**WHAT YOU ARE ASKED TO DO**
Reproduce the items word for word, beginning with the line that contains "Place one point on every instance of the eroded" and ending with the line that contains "[(124, 155), (514, 261), (773, 321)]", with both of those lines included. Leave the pictures out of your output.

START DATA LISTING

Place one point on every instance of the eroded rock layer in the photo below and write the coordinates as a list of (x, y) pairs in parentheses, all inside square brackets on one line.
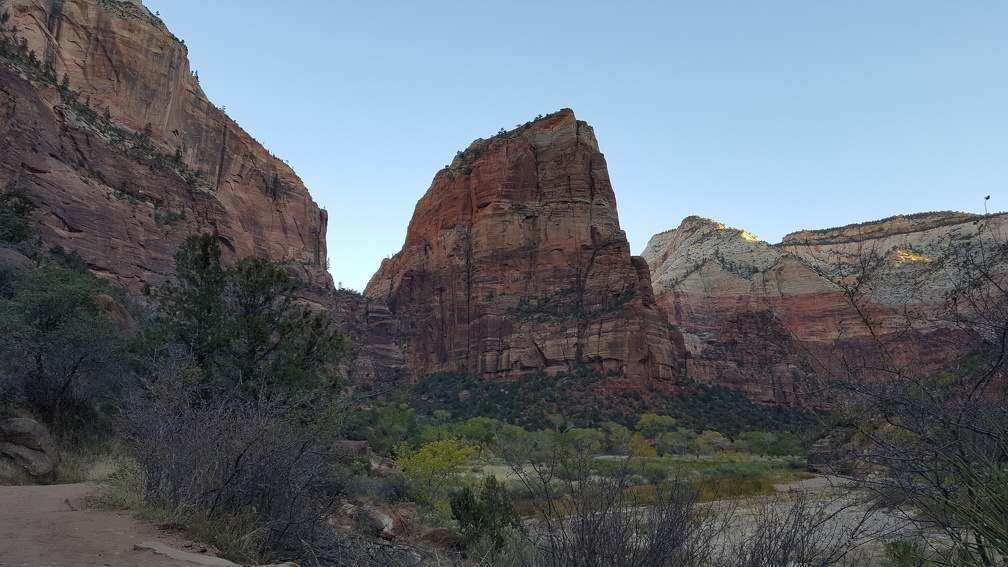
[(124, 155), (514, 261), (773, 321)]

END DATA LISTING
START DATA LISTING

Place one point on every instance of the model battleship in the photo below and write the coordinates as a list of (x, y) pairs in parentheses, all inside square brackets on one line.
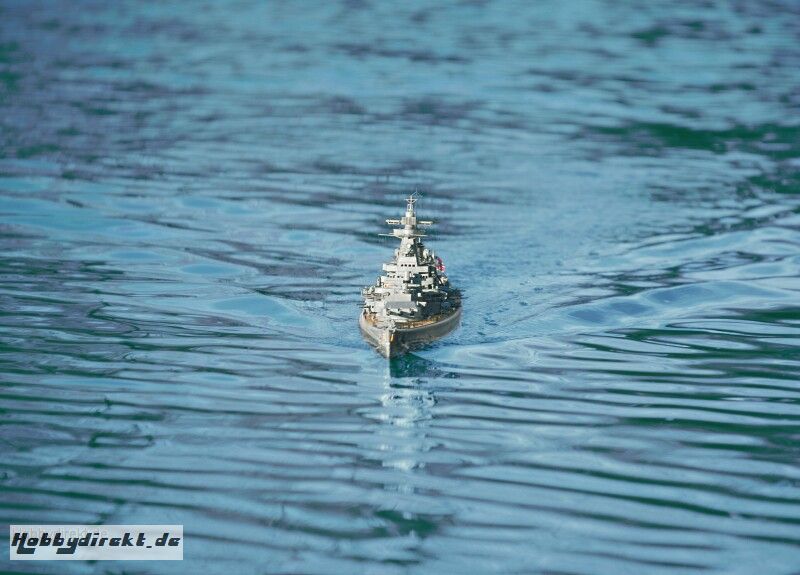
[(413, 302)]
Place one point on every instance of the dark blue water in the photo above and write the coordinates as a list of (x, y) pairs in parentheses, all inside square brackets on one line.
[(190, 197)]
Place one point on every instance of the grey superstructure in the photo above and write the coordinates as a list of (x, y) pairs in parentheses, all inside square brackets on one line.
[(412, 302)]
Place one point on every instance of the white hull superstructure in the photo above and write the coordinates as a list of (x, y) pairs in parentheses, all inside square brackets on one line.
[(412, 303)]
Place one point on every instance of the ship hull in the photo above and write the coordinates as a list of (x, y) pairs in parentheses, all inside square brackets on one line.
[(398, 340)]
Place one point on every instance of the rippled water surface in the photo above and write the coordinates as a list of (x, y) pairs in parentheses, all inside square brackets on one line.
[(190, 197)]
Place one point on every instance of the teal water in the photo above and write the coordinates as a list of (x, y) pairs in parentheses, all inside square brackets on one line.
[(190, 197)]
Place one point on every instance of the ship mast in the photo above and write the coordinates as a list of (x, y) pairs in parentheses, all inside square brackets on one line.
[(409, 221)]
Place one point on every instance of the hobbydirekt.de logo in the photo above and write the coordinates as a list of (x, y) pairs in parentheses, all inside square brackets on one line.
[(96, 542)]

END DATA LISTING
START DATA LISTING

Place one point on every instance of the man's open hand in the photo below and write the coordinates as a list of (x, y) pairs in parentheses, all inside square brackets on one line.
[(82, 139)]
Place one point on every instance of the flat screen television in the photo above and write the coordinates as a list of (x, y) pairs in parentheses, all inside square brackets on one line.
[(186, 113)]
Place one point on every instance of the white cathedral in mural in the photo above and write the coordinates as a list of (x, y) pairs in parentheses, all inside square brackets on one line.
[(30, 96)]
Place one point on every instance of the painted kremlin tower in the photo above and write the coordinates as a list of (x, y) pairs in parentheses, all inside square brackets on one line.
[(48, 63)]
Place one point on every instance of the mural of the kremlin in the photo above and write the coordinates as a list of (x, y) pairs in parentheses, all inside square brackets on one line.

END DATA LISTING

**EXERCISE RESPONSE**
Place one point on every instance of the eroded rock layer in the photo below and write the coordinates as a list of (x, y) pairs in parentheses, all inside square brackets on one line.
[(124, 155), (514, 261), (773, 321)]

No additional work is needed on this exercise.